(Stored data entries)
^^^^^^^^^^^^^^^^
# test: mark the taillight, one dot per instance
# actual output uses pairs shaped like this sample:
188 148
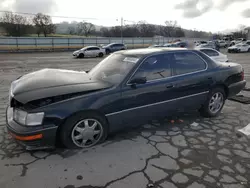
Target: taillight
242 75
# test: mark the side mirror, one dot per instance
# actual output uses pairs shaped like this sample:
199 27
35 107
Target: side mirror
140 80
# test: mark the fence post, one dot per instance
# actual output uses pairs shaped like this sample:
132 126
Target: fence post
68 43
35 42
53 44
17 44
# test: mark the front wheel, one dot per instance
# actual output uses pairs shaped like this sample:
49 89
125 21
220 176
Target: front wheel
108 51
214 103
100 55
81 55
84 130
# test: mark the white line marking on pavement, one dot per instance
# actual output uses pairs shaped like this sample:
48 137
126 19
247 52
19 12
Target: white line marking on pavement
194 124
245 130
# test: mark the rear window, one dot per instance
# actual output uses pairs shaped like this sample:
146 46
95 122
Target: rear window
206 58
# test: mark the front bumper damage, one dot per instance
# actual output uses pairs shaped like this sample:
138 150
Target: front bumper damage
31 137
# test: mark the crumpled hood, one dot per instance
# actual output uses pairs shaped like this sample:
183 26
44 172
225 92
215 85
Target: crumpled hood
53 82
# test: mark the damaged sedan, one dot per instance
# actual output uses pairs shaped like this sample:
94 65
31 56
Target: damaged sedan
128 88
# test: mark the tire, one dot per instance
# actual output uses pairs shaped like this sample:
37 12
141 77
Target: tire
100 54
108 51
81 56
69 130
206 110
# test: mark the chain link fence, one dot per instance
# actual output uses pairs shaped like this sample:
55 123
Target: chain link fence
22 44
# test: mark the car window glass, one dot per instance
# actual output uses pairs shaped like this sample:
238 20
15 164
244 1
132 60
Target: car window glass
187 62
155 67
89 49
210 52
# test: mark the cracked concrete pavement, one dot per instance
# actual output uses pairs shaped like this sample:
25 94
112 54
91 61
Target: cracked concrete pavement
158 154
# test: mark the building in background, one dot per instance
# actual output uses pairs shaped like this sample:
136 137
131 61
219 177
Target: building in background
247 29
^^^^^^^^^^^^^^^^
ASSIGNMENT:
Copy the data word for word and omit every picture.

ANSWER TO THE PROBLEM:
# test: mark the taillight, one dot per instance
# actual output uses pairs shaped like this sample:
188 148
Target: taillight
242 75
# test: mark the side mirror, one dot per instance
# actual output uses pairs shaped like this sample:
199 27
35 107
Target: side mirror
140 80
# test: mark the fence post, one dot per instance
# actual output uses pairs shaped like this sample:
132 126
Target: fence post
68 43
35 42
53 44
17 44
# test: mark the front wheel, one dot per instance
# actual output uses pairs shaped like this sample:
49 89
125 21
220 176
Target: front wheel
108 51
214 103
100 55
81 55
84 130
# test: mark the white line marking on pavement, one dot per instance
# actual output uses pairs shaped like this sample:
48 137
126 19
247 52
19 12
Target: white line marking on pavement
194 124
245 130
# test: mark the rear window, one dot per instance
# actual output uses pairs shaped like this sample:
146 46
95 122
Target: rear window
206 58
# test: mark the front bumper damage, one dot per instance
# actual output uses pairs shaped like this sample:
138 150
Target: front bumper damage
31 137
# test: mark the crumpled hood, one dot per instance
# actual output uses pairs shaped like this sample:
183 26
44 172
225 92
215 85
Target: crumpled hood
53 82
# test: mark the damaged sedan, one dot per instance
# actual output uses pairs shaped like this sample:
94 65
31 56
Target: damaged sedan
128 88
# test: mark the tire, one dot per instance
# actual output uses pairs shaped like this sample:
37 12
141 77
Target: tire
100 54
108 51
81 56
69 130
206 110
# test: mark the chain link fence, one dot per instance
# actual output uses pairs shaped like this sample:
55 123
Target: chain link fence
22 44
# test: mark the car window glass, one dot per instance
# actual output uses pairs shaped like this sample:
238 20
15 164
244 1
132 60
Target: car window glass
187 62
155 67
89 49
210 52
# test: mark the cracked concrete pavement, one dot per instance
# actual output uses pairs shaped like this sample:
25 94
112 54
91 61
Target: cracked concrete pavement
158 154
# test: mark the building in background, one dot per instance
# actual output uses pairs shaped like this sample:
136 137
131 61
219 177
Target: building in background
247 29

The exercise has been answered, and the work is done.